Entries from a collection

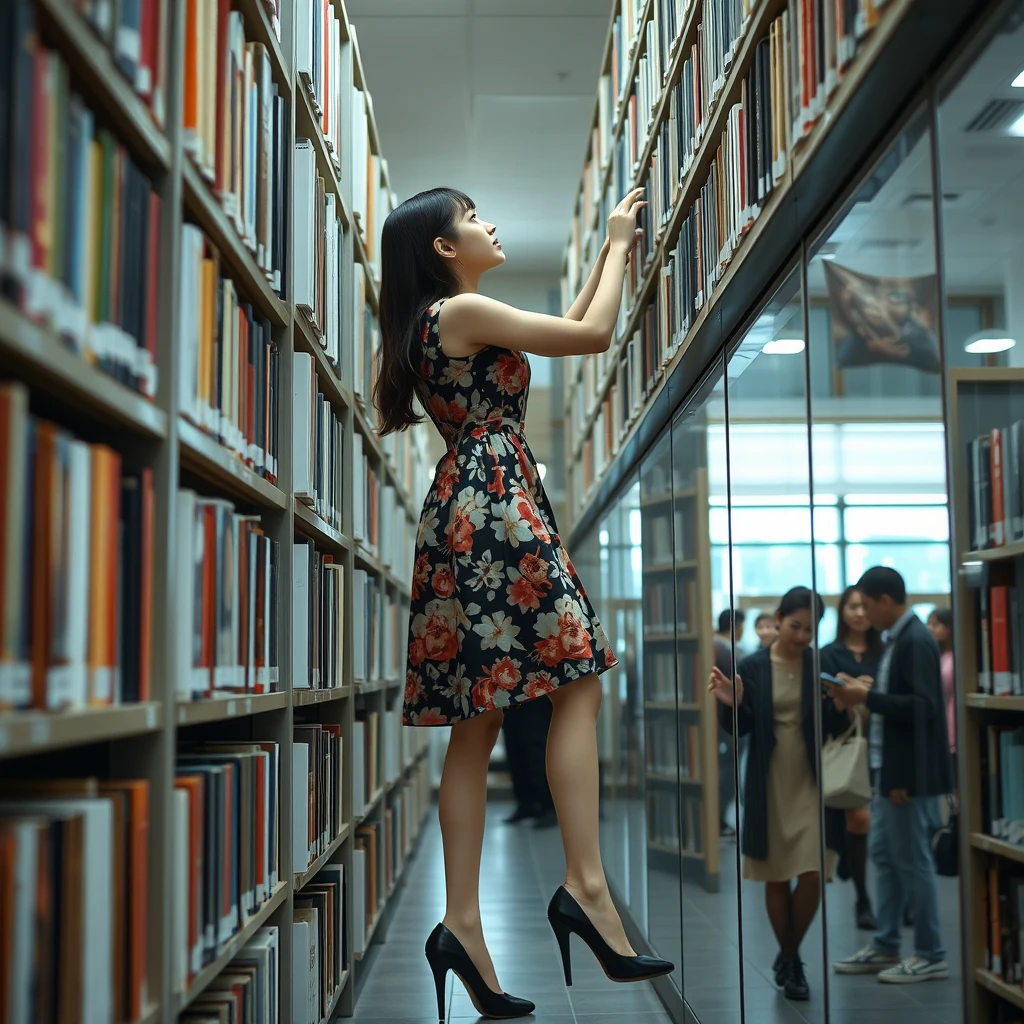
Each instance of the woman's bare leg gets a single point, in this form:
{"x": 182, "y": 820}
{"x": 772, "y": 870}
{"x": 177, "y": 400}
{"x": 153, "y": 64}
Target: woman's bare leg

**AIM:** Please rewrite the data above, changing "bare" to "uncovered" throughout and leaving everything else as it is. Omit the pictures from your answer.

**SOLUTION FOR THIS EXERCISE:**
Each instance of the woman's uncovered leg gets a single point, in this form:
{"x": 182, "y": 820}
{"x": 772, "y": 870}
{"x": 177, "y": 400}
{"x": 153, "y": 64}
Target: woman's uncovered leg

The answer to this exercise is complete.